══ MATERIAL FOR THE TASK ══

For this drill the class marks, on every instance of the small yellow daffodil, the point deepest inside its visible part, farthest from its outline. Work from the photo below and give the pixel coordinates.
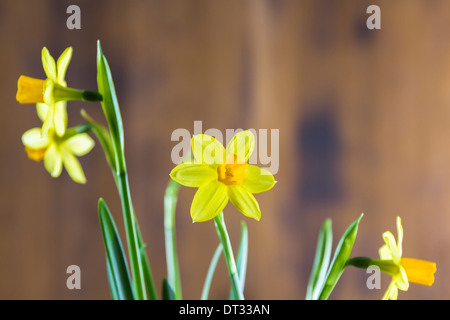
(405, 270)
(52, 91)
(31, 90)
(57, 151)
(221, 175)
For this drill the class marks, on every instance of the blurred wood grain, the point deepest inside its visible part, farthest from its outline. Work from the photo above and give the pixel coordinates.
(363, 118)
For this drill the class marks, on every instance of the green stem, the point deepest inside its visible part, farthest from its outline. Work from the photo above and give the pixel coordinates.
(210, 273)
(132, 235)
(228, 254)
(173, 269)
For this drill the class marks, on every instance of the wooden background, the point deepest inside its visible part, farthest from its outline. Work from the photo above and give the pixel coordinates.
(363, 117)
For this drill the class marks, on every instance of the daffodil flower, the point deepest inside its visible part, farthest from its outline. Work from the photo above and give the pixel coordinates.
(52, 91)
(221, 175)
(57, 151)
(403, 270)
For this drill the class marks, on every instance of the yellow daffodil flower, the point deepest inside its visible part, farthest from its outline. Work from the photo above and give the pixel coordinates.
(404, 270)
(52, 91)
(31, 90)
(221, 175)
(57, 151)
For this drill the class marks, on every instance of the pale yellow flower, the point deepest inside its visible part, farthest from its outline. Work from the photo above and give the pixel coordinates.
(407, 269)
(57, 151)
(52, 91)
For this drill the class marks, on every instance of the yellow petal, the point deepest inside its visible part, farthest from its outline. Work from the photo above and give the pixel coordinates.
(244, 201)
(390, 242)
(73, 166)
(48, 122)
(193, 175)
(34, 140)
(257, 179)
(399, 236)
(241, 145)
(30, 90)
(79, 144)
(62, 64)
(419, 271)
(42, 110)
(207, 150)
(49, 64)
(391, 292)
(53, 161)
(60, 118)
(209, 200)
(385, 253)
(402, 280)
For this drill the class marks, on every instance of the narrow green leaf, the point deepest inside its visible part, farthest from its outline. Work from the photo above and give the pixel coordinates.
(111, 281)
(321, 261)
(117, 265)
(168, 293)
(228, 254)
(103, 137)
(148, 276)
(110, 104)
(173, 269)
(341, 255)
(210, 273)
(241, 259)
(111, 110)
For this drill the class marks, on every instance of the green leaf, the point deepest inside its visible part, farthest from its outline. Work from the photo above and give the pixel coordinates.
(241, 260)
(228, 255)
(112, 113)
(103, 136)
(148, 276)
(210, 273)
(341, 255)
(109, 103)
(321, 261)
(168, 293)
(173, 269)
(117, 265)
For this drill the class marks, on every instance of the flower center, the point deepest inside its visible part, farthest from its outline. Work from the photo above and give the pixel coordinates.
(36, 154)
(419, 271)
(232, 174)
(30, 90)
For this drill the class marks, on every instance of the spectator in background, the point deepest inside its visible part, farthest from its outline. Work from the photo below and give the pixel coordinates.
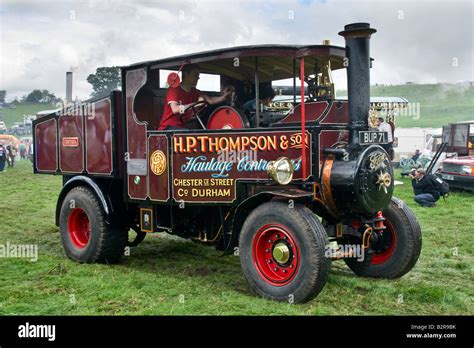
(383, 126)
(425, 188)
(416, 155)
(22, 150)
(3, 157)
(266, 95)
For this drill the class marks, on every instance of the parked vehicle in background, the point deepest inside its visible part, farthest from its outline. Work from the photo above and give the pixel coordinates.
(288, 192)
(3, 128)
(459, 172)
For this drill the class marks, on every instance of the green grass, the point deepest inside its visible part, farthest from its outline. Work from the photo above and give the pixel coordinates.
(11, 116)
(440, 104)
(164, 270)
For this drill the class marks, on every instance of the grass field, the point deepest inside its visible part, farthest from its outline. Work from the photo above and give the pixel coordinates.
(11, 116)
(439, 104)
(166, 275)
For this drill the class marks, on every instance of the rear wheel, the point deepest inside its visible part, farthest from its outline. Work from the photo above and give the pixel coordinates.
(397, 252)
(85, 235)
(282, 252)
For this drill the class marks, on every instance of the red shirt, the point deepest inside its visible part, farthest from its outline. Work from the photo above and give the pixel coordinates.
(182, 97)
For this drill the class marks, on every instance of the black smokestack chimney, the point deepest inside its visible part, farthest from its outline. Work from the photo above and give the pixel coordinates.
(357, 37)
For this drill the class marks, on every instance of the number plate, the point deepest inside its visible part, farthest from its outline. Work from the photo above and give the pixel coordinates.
(372, 137)
(447, 177)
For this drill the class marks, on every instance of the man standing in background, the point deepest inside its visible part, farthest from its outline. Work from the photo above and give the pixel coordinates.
(383, 126)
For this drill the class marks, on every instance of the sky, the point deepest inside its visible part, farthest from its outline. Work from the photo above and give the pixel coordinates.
(420, 41)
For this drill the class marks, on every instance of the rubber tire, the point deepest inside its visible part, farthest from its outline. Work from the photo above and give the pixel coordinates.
(406, 252)
(106, 244)
(311, 238)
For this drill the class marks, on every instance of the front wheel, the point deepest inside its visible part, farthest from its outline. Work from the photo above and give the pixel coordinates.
(85, 234)
(282, 252)
(399, 248)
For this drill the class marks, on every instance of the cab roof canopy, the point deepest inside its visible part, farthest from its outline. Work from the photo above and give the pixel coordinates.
(275, 62)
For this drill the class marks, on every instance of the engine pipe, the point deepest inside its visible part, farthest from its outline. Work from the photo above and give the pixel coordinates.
(357, 37)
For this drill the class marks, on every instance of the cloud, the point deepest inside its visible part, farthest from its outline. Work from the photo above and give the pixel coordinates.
(422, 41)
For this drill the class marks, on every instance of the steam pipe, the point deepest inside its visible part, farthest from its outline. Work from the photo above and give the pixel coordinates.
(357, 36)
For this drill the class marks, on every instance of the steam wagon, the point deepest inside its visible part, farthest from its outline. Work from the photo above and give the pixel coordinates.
(288, 190)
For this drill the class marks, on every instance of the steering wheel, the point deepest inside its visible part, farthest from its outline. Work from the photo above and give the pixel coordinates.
(196, 108)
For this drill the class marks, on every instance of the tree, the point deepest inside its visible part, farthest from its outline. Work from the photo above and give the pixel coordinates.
(105, 79)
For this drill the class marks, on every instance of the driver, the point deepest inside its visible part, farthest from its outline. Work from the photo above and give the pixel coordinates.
(178, 98)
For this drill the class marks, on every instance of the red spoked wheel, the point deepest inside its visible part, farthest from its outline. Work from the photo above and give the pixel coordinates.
(275, 254)
(79, 228)
(282, 252)
(86, 234)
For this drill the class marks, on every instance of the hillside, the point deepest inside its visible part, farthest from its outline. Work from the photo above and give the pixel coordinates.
(440, 104)
(11, 116)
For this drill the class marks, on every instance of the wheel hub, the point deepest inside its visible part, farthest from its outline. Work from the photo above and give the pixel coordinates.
(275, 254)
(281, 253)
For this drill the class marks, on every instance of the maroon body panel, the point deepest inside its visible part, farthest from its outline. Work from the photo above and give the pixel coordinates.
(99, 138)
(46, 149)
(158, 169)
(207, 166)
(136, 138)
(71, 152)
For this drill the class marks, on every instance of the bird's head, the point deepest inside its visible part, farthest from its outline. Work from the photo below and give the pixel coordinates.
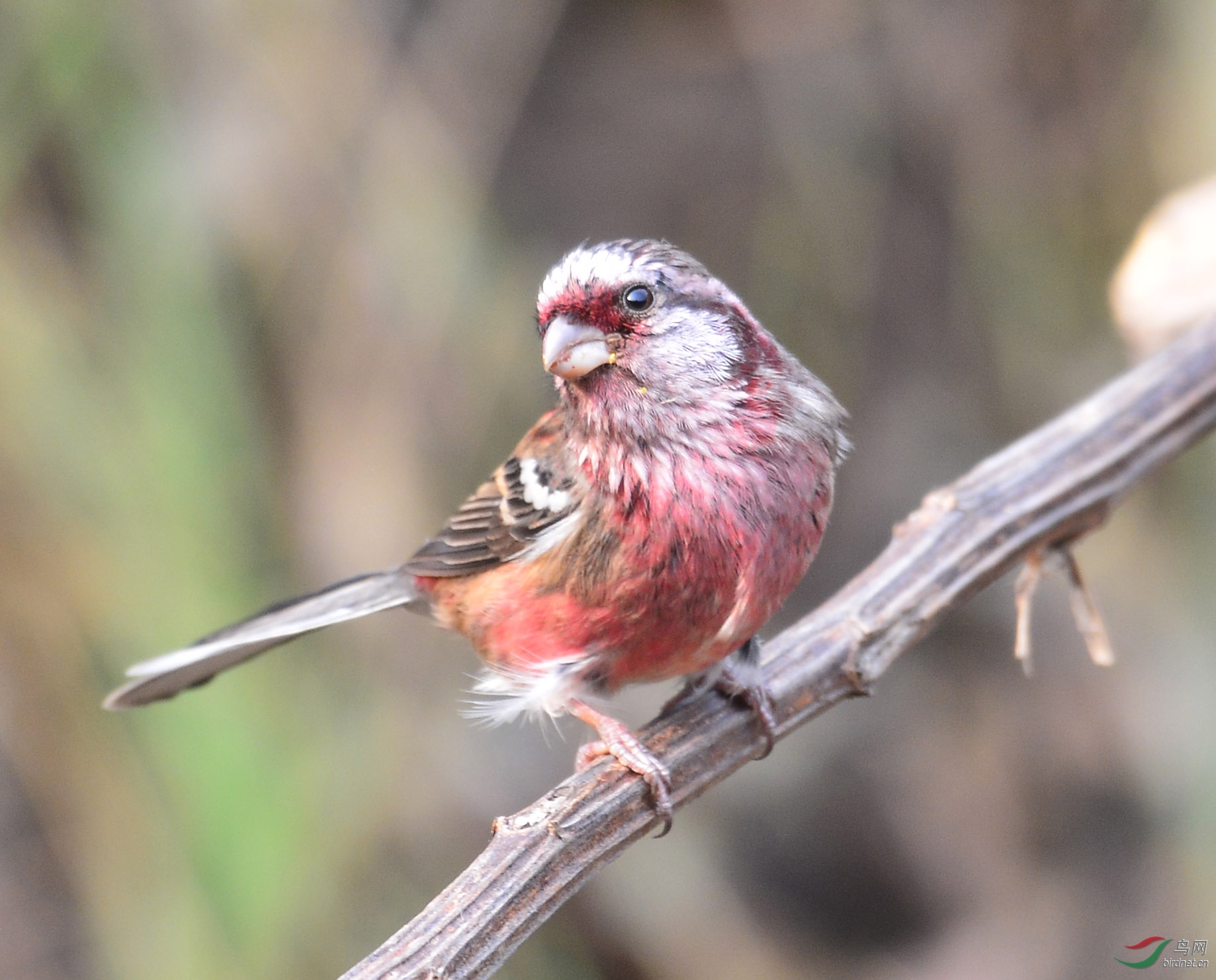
(641, 315)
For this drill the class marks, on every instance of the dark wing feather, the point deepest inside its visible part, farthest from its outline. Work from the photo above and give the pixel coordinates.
(531, 491)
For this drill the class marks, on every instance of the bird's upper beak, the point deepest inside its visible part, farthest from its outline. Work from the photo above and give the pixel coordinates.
(572, 349)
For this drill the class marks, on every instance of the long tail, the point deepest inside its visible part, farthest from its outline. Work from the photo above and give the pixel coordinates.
(196, 664)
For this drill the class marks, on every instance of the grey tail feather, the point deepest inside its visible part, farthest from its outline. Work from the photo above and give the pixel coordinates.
(196, 664)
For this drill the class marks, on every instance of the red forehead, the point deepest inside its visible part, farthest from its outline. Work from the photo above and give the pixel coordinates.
(597, 306)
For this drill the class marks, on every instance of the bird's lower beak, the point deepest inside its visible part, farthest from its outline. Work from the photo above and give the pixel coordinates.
(573, 349)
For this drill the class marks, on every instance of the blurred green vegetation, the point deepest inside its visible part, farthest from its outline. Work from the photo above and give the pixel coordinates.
(265, 296)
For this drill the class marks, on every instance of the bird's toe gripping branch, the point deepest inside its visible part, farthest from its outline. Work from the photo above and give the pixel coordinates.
(1085, 610)
(617, 741)
(741, 680)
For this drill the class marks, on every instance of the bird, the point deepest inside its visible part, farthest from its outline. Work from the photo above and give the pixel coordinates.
(642, 530)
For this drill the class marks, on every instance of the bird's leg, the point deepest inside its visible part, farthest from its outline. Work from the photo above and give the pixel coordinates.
(741, 681)
(617, 741)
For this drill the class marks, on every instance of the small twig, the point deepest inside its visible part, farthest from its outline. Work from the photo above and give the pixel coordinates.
(1085, 612)
(1047, 489)
(1023, 598)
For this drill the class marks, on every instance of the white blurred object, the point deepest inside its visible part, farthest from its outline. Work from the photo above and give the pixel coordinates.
(1168, 278)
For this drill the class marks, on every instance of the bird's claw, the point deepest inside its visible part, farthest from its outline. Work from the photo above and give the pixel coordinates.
(756, 696)
(617, 741)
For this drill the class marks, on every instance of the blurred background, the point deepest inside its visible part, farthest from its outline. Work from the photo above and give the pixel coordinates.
(267, 286)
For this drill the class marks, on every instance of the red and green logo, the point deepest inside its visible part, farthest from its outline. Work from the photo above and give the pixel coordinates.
(1152, 957)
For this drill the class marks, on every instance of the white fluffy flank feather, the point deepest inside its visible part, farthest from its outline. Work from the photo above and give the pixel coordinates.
(503, 693)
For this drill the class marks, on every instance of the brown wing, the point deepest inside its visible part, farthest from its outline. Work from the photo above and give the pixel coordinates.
(531, 491)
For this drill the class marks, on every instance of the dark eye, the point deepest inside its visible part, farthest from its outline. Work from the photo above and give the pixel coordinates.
(638, 298)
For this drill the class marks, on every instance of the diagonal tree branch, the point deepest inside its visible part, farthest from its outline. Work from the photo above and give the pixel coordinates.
(1045, 490)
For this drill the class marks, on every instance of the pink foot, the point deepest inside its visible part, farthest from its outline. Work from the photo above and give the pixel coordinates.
(621, 743)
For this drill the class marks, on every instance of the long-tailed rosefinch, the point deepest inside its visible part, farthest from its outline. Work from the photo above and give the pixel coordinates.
(644, 529)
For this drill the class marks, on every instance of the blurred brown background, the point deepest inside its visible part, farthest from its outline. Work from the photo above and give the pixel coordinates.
(267, 280)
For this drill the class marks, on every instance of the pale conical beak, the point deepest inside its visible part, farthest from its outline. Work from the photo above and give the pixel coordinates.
(572, 349)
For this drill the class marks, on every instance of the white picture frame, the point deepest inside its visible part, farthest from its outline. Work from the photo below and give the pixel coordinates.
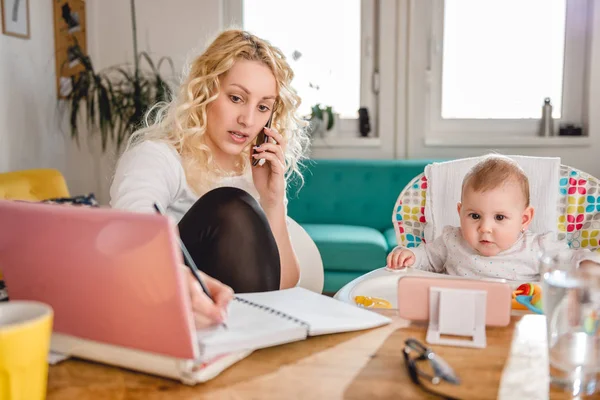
(15, 18)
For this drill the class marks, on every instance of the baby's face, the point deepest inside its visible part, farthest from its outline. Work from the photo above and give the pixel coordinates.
(491, 221)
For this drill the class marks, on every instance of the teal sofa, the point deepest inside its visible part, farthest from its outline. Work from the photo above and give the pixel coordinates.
(346, 208)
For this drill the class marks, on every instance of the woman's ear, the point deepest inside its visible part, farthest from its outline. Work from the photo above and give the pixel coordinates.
(527, 218)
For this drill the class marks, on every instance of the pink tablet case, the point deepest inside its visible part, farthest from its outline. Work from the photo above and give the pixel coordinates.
(413, 297)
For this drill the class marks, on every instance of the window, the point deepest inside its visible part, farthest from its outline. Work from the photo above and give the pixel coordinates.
(330, 44)
(489, 65)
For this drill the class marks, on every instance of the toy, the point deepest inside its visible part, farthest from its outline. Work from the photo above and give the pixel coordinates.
(527, 296)
(371, 302)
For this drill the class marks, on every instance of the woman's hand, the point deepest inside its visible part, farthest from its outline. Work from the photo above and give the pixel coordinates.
(206, 312)
(269, 178)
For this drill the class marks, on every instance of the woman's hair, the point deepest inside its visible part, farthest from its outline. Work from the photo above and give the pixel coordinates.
(182, 121)
(493, 171)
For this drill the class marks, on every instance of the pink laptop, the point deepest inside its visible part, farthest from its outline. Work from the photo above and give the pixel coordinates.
(112, 278)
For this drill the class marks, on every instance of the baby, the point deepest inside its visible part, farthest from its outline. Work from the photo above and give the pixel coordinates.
(493, 240)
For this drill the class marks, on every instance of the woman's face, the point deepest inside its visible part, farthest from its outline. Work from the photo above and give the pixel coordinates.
(240, 112)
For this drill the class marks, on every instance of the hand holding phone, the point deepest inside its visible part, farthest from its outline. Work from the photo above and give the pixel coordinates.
(261, 139)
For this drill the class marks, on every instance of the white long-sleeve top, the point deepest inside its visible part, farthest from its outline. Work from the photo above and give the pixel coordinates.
(152, 172)
(451, 254)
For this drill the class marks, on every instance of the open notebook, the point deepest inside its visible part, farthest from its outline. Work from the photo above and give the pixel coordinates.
(258, 320)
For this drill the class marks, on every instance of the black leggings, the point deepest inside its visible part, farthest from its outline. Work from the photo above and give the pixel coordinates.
(229, 238)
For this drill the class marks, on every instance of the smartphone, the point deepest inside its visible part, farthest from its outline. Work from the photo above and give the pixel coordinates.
(261, 139)
(413, 297)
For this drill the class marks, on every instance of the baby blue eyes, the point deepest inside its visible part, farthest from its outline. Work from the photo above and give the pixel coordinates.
(477, 216)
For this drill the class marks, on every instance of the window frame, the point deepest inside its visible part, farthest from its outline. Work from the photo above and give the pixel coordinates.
(575, 78)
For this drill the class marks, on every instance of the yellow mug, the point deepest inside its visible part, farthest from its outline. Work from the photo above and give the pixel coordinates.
(25, 329)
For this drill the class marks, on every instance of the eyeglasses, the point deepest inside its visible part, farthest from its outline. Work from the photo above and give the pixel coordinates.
(415, 351)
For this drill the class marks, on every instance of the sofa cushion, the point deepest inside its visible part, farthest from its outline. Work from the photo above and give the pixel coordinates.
(390, 237)
(351, 192)
(347, 247)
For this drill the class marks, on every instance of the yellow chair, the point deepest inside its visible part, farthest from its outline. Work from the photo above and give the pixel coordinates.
(33, 185)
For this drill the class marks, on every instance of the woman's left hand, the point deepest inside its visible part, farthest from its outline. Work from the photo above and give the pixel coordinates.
(269, 178)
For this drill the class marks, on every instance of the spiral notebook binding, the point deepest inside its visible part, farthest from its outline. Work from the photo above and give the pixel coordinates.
(273, 311)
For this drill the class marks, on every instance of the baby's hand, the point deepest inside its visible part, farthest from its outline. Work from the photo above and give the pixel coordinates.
(400, 258)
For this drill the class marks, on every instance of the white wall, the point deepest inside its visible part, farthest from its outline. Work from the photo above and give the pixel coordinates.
(178, 29)
(29, 131)
(30, 136)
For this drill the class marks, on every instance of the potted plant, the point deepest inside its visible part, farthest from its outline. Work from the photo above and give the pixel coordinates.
(322, 120)
(115, 100)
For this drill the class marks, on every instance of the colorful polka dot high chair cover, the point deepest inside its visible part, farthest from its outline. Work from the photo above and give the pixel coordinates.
(578, 210)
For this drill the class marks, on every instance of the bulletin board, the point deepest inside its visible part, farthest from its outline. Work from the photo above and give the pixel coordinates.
(69, 32)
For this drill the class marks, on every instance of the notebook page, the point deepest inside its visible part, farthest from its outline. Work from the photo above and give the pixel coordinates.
(322, 313)
(248, 328)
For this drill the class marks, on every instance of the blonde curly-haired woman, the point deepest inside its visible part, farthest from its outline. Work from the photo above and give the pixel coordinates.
(194, 158)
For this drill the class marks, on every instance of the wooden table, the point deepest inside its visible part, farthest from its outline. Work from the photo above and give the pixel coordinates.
(356, 365)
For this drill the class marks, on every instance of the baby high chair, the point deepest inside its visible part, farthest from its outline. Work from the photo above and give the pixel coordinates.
(578, 221)
(578, 210)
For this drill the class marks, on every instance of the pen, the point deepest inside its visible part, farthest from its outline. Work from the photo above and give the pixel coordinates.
(190, 262)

═══

**EXERCISE REQUIREMENTS**
Take the line holding "wooden table, the" and all lines after it through the end of the data, and set them down exactly.

**SOLVED EXERCISE**
For this drill the class marks, on every instance of the wooden table, the point deepest inside its visible part, farthest from its outline. Work from the photo above and give the pixel coordinates.
(356, 365)
For this drill the class marks, on every instance of the baby high chair, the point deepest inside its visible part, farthest from its outline. Work from the photo above and give the pixel coordinates.
(578, 221)
(578, 210)
For this drill the class marks, on every instance of the pen, the point deepest inside its visible part, farthest from its outline. Work from the photo above and give the pixel coordinates.
(190, 262)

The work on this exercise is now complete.